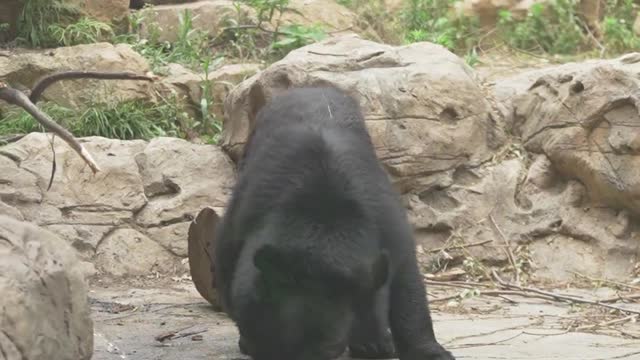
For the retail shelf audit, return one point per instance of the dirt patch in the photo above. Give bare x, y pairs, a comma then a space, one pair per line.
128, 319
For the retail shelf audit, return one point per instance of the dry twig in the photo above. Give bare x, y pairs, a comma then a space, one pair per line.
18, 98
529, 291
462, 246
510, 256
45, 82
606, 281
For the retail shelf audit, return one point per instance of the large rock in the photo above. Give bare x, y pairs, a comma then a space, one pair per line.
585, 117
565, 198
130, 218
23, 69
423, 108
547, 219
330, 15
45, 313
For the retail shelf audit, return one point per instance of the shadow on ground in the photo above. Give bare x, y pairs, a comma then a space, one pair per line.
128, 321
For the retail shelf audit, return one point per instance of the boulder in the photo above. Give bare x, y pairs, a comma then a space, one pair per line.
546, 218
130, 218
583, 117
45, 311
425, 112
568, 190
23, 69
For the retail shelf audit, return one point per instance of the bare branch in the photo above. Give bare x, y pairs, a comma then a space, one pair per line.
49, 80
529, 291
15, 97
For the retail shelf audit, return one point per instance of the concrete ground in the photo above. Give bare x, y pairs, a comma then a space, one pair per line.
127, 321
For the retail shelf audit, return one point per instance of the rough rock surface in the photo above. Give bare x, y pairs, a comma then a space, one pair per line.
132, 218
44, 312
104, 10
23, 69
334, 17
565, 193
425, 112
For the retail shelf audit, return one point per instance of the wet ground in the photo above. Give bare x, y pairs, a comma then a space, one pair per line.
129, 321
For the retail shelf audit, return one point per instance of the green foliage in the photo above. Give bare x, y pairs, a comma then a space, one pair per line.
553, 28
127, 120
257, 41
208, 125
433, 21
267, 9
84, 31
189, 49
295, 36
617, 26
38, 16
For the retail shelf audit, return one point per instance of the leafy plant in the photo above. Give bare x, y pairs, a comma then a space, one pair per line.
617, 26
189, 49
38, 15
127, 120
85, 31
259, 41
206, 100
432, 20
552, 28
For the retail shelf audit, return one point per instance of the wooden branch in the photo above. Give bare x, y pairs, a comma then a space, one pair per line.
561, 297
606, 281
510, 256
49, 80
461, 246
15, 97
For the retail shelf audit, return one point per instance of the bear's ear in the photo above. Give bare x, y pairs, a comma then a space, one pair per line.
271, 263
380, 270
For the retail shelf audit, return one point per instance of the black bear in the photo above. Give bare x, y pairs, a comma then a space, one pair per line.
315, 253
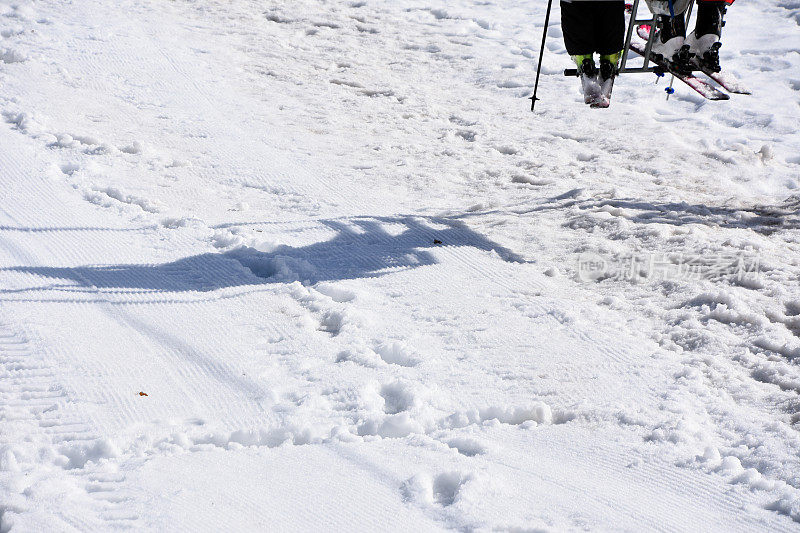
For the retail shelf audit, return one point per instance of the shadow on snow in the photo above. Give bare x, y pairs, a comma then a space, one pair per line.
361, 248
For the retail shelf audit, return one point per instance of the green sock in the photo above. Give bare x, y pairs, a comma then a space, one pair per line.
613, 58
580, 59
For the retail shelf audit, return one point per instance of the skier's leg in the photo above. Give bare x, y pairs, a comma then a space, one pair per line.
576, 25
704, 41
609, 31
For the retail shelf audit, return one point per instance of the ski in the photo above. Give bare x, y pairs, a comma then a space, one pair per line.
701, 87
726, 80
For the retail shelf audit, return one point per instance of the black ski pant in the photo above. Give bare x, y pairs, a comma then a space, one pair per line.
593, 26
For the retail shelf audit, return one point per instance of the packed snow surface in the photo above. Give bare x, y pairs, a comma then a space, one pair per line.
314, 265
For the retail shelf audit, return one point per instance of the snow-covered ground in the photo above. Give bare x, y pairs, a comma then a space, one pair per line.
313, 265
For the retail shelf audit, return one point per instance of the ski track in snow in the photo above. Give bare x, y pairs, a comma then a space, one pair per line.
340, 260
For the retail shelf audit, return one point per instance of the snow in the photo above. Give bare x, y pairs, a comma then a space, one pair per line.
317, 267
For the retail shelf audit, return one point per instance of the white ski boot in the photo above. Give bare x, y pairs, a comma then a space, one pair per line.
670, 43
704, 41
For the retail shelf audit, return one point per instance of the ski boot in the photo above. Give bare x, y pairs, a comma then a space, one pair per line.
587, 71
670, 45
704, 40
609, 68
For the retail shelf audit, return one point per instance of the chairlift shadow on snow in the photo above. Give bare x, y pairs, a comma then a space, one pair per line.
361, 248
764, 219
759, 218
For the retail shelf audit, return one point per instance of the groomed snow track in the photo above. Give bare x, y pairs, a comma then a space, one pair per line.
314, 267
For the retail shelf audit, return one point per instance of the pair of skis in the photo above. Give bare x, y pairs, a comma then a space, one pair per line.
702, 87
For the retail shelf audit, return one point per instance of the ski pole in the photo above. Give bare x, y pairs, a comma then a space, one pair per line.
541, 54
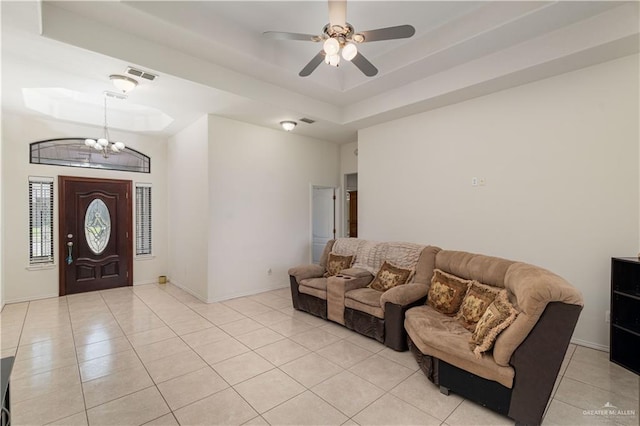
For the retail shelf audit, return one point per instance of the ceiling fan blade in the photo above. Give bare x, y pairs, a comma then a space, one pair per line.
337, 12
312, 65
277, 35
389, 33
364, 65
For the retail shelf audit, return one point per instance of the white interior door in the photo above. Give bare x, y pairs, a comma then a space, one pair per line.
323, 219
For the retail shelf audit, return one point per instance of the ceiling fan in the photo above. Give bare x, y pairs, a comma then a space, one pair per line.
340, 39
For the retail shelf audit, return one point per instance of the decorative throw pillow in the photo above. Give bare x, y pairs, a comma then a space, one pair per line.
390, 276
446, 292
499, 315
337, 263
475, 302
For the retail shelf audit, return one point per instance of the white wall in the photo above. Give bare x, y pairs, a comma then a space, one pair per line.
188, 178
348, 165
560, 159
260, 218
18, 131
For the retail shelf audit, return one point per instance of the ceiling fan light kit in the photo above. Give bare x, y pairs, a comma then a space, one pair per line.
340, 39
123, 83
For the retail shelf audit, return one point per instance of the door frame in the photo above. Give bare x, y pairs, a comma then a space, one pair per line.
---
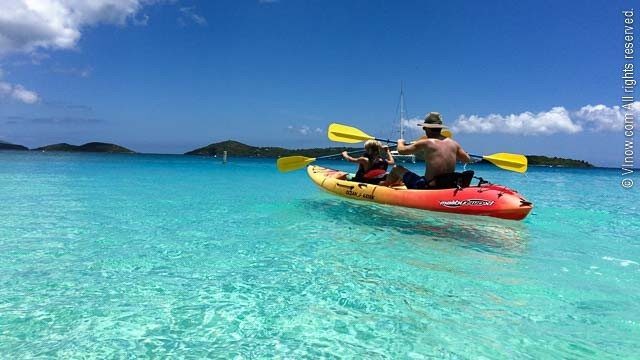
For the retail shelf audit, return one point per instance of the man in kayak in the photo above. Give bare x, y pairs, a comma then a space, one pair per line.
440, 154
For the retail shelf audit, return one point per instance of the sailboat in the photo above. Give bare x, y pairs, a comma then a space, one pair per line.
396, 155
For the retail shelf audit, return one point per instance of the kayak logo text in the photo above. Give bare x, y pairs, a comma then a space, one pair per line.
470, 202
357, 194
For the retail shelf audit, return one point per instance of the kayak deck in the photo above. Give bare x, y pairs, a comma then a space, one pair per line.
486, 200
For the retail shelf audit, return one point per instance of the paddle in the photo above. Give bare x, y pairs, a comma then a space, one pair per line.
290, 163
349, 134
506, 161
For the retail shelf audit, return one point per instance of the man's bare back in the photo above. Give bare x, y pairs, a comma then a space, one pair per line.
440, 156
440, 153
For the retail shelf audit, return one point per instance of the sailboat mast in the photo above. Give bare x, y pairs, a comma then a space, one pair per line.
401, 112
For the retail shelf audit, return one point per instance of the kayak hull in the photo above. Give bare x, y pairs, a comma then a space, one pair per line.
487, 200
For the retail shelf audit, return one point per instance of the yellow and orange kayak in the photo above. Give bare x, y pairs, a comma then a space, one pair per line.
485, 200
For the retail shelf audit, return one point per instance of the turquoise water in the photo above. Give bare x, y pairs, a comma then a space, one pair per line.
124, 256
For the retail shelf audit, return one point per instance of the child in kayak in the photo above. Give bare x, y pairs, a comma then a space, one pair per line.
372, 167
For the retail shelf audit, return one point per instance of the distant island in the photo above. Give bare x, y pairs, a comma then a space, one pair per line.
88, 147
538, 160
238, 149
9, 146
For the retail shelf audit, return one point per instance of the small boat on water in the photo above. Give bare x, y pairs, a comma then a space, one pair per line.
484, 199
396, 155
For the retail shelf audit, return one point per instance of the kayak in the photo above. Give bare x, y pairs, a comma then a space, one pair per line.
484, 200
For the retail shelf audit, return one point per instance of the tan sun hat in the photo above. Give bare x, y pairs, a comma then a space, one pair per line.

## SHORT EXERCISE
Copy out every line of the data above that contains the word "child".

## COMPLETE OUTPUT
For the retail shelf audit, return one point per instance of the child in kayak in the photo above. Give bare x, y pairs, a comma then a space, one pair per line.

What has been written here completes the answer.